=== Dataset ===
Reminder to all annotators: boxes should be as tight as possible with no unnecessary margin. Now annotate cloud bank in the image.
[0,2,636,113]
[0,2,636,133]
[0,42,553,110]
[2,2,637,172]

=== Work task ===
Write out the whole listing exactly.

=== Written answer ===
Reminder to all annotators: boxes should be as tight as possible with no unnecessary margin. Now annotate cloud bank in the image.
[0,2,636,113]
[0,2,636,133]
[0,42,553,110]
[2,2,637,172]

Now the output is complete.